EXERCISE GOAL:
Set down each record exactly as written.

>> Start INFORMATION SHOWN

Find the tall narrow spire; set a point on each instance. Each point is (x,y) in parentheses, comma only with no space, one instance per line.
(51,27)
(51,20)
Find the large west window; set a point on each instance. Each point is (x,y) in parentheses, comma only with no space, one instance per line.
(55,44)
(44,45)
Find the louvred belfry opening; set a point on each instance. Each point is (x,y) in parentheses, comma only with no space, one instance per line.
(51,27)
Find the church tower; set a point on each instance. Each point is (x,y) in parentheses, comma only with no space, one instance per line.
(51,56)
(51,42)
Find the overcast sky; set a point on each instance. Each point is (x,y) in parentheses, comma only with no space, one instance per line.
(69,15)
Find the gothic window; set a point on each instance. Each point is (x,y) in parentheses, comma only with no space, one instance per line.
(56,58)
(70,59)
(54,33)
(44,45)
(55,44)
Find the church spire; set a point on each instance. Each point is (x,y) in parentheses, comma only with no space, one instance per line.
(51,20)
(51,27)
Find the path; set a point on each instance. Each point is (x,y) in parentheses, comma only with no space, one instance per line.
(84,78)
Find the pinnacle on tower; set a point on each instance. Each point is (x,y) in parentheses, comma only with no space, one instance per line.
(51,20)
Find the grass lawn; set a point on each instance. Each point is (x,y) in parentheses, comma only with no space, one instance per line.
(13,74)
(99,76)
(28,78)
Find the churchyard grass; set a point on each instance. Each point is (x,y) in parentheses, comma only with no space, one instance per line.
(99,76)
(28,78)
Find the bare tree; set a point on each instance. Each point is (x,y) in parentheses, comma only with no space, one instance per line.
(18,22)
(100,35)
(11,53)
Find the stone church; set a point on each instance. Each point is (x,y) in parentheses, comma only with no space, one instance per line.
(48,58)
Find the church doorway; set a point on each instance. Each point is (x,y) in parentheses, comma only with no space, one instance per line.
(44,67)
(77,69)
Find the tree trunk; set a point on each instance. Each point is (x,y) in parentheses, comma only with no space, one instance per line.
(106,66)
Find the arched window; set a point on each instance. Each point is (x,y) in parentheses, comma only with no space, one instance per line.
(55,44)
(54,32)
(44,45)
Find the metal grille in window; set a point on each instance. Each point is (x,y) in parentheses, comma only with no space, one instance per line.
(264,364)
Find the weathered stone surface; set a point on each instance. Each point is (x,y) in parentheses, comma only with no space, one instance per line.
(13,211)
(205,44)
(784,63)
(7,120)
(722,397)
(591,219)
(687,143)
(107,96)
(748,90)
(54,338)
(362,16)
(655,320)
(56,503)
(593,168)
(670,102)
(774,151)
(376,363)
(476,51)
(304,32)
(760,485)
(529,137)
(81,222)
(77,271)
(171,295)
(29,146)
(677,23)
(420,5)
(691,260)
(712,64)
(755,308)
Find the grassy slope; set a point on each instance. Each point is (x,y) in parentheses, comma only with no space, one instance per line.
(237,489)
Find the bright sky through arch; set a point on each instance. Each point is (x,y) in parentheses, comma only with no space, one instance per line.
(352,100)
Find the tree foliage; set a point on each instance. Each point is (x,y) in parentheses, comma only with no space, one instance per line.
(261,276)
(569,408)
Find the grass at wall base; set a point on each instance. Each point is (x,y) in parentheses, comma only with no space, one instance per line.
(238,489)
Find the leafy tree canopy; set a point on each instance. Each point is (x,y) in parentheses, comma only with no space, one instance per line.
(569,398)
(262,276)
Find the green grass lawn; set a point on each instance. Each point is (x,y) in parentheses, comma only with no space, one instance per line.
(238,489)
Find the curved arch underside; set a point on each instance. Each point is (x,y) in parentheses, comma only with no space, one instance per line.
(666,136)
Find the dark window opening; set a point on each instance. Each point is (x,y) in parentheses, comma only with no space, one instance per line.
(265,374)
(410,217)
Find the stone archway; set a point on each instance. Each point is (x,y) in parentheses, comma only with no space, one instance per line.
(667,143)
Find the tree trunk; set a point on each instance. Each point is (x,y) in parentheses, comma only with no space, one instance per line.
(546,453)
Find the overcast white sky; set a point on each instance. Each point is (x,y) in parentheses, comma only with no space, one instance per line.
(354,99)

>> End INFORMATION SHOWN

FINISHED EXERCISE:
Find the tall narrow spire; set a point on each instance. Each point is (x,y) in parentheses, comma only with no space, one instance per line.
(51,27)
(51,20)
Find the large west window; set a point on each instance. Each point is (x,y) in parentheses, comma only with no space, one instance per line.
(55,44)
(44,45)
Find the louvred belfry opening; set a point on each instance. Each point is (x,y) in parentheses, comma only with no space, one instance per line.
(51,27)
Find the church tower; set a point on each instance. Each point is (x,y) in parentheses, comma only with no space, one instance per line.
(51,56)
(51,42)
Find the overcast sky; set a point on each instance. Each point is (x,y) in parentheses, comma only with no space, one instance per line.
(69,15)
Find the gothic window; set a point on each instance. Each point is (x,y) in parentheses, comma only with no space, one instance per line.
(56,58)
(70,59)
(54,33)
(44,45)
(55,44)
Find the church spire; set a point on each instance. Each point is (x,y) in parentheses, comma only with no space, one instance per line.
(51,20)
(51,27)
Find the path; set a point on each instance. Each point is (x,y) in parentheses, comma only with no space, one instance per line.
(84,78)
Find the pinnacle on tower; set a point on each instance. Each point is (x,y) in parentheses, comma only with no space, one instance per line.
(51,20)
Find the grass lawn; set a point on each instance. Each point is (x,y) in parentheses, comma only with no space, one instance per line.
(13,74)
(99,76)
(28,78)
Find the churchyard grass; set a point on each instance. Each point is (x,y) in parentheses, comma only with no space, one instance per line.
(99,76)
(28,78)
Find the bare tree; set a point on each instance. Each point is (x,y) in parentheses, comma only with no space, one instance per line.
(18,22)
(100,35)
(11,53)
Find the stone church; set a point on each instance. Each point is (x,y) in parentheses, comma only with no space, one instance per line.
(48,58)
Find the church doorway; set a point on each instance. Each point is (x,y) in parentheses, comma only with no space, one instance per line.
(44,67)
(77,69)
Find the tree trunk; set a point on each instance. Each point is (x,y) in parentheses, comma only with no space, one instance per line.
(106,66)
Find the arched window; set a point on each instance. Each point is (x,y) in parentheses, comma only with no space, one instance per line.
(55,44)
(54,32)
(44,45)
Find the metal grille in window; set a point on each instance. Each point is (x,y) in parentheses, comma only with no space, one instance per line.
(264,364)
Find the weathered stone surface; set a point on each instance. Each point is (x,y) in parentheses, comma only with no space, one instance per line.
(13,211)
(205,44)
(784,63)
(7,120)
(722,397)
(591,219)
(687,143)
(107,96)
(748,90)
(54,338)
(362,16)
(655,320)
(56,503)
(593,168)
(670,102)
(774,151)
(376,363)
(476,51)
(304,32)
(760,485)
(529,137)
(81,222)
(77,271)
(171,295)
(29,146)
(677,23)
(420,5)
(691,260)
(712,64)
(755,308)
Find the grassy slope; set a point on each instance. Each point is (x,y) in parentheses, comma only with no space, one instance per line.
(237,489)
Find the bright sky through arch; set a point on each instance. Each point is (x,y) in parentheses, comma only with no space, one instance per line.
(352,100)
Find the tree foliage; set a point on each instance. Each point is (x,y) in parentheses, comma only with no space, one instance per line.
(261,276)
(569,408)
Find the grass at wall base; set a point on each instance. Each point is (x,y) in parentheses, comma only with no space, one instance per line.
(238,489)
Find the leafy tree canopy; set a point on each instance. Each point is (x,y) in parentheses, comma only with no space, one instance per line.
(569,398)
(262,276)
Find the green grass lawn; set a point on each instance. Each point is (x,y) in parentheses, comma only with no space, one instance per line.
(238,489)
Find the curved arch underside; set a point on each instance. Each point is (x,y) in parentheses, comma only with no space, one instance per line.
(666,136)
Find the dark window opening; set a point on each instance. Each point is (x,y) in parentheses, comma only with no space, one instance per line.
(265,374)
(410,217)
Find the stone archway; set a point on each instance. Each point is (x,y) in parentheses, comma only with no space, one instance per line.
(667,143)
Find the tree trunk; set a point on each instance. Each point is (x,y) in parentheses, comma only with no space, one instance per line.
(546,453)
Find the overcast white sky; set a point on each instance. Each point is (x,y) in parentheses, comma only with no space, one instance per line.
(354,99)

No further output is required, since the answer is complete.